To do — Return the data that follows exactly, with each line intact.

Input —
·····
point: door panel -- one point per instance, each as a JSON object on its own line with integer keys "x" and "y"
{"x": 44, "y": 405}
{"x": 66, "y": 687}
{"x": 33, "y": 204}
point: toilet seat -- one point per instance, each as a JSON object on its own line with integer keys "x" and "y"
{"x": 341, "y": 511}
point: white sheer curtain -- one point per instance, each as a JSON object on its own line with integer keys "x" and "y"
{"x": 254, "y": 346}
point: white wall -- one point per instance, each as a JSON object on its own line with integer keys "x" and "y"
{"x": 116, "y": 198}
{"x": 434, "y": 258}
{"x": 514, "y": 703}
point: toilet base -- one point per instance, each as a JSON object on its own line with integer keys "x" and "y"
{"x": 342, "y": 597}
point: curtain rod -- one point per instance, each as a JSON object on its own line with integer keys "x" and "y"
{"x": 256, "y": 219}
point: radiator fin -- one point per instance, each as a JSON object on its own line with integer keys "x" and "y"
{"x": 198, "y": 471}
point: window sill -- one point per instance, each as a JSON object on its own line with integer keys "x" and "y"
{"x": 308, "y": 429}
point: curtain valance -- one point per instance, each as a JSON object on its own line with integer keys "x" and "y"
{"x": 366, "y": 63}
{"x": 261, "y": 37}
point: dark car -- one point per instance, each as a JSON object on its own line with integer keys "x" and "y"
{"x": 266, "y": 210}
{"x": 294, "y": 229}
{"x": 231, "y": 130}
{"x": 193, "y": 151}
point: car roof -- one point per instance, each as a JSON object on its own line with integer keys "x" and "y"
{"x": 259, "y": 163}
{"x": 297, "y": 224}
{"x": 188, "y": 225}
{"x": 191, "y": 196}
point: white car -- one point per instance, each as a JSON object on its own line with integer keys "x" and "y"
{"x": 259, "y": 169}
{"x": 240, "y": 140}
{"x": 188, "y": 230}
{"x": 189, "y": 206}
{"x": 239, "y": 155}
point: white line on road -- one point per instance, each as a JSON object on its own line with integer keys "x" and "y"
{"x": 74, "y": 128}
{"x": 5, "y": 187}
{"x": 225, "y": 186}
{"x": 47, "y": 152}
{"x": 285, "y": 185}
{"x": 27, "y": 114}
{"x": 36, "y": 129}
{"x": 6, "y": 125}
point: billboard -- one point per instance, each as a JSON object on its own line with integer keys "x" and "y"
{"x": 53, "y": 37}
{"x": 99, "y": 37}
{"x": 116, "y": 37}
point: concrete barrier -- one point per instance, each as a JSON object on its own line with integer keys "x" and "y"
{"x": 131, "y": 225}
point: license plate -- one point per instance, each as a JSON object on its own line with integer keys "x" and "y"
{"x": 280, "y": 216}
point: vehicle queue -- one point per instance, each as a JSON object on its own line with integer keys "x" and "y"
·····
Answer area —
point: door panel -- one point per instance, each as a JSON object on its own line with integer keys "x" and "y"
{"x": 44, "y": 405}
{"x": 66, "y": 687}
{"x": 33, "y": 204}
point: toilet seat -- one point per instance, each as a JSON object on its own line with integer keys "x" and "y"
{"x": 341, "y": 511}
point: white sheer curtain -- one point per instance, each as a JSON object on its own line with integer keys "x" and "y"
{"x": 254, "y": 346}
point: white wall -- one point per instance, each as a JSON object on its own line with integer keys "x" and "y"
{"x": 116, "y": 198}
{"x": 434, "y": 258}
{"x": 514, "y": 703}
point: toilet base -- one point per instance, each as a JSON object on its own line with integer keys "x" and "y"
{"x": 342, "y": 597}
point: curtain rod -- one point per instance, each as a JSON object on its own line with integer keys "x" and "y"
{"x": 256, "y": 219}
point: radiator fin -- one point per instance, each as a JSON object on its own line with integer keys "x" and "y"
{"x": 198, "y": 471}
point: window sill -- one point per instance, each as a JSON object on its own line with integer keys "x" and "y"
{"x": 308, "y": 429}
point: curtain valance -- one point per instance, each as a JSON object on its own line with integer keys "x" and "y"
{"x": 366, "y": 63}
{"x": 261, "y": 37}
point: dark car -- one point per instance, each as a JSON object on its own line with integer keys "x" and "y"
{"x": 266, "y": 210}
{"x": 294, "y": 229}
{"x": 231, "y": 130}
{"x": 193, "y": 151}
point: car roof -- one point per instance, each as a JSON object on its own line with integer keys "x" and "y"
{"x": 259, "y": 163}
{"x": 297, "y": 224}
{"x": 188, "y": 225}
{"x": 191, "y": 196}
point: white car -- one point per instance, each as a JSON object on its own line with integer keys "x" and "y"
{"x": 259, "y": 169}
{"x": 240, "y": 140}
{"x": 188, "y": 230}
{"x": 189, "y": 206}
{"x": 239, "y": 155}
point: white line on road -- one point per instance, each as a JSON object on its own line with integer keys "x" and "y"
{"x": 74, "y": 128}
{"x": 5, "y": 187}
{"x": 225, "y": 186}
{"x": 47, "y": 152}
{"x": 285, "y": 185}
{"x": 27, "y": 114}
{"x": 36, "y": 129}
{"x": 6, "y": 125}
point: billboard -- one point per instance, each as a JSON object on its own line with integer keys "x" and "y"
{"x": 53, "y": 37}
{"x": 99, "y": 37}
{"x": 116, "y": 37}
point: concrete barrier -- one point per instance, each as a JSON object on its own line with integer keys "x" and "y"
{"x": 131, "y": 225}
point: license plate -- one point per instance, each as a JSON object on its own line with integer keys "x" and "y"
{"x": 280, "y": 216}
point: vehicle queue -- one point per instance, each as a JSON object on its own line with integer keys "x" and "y"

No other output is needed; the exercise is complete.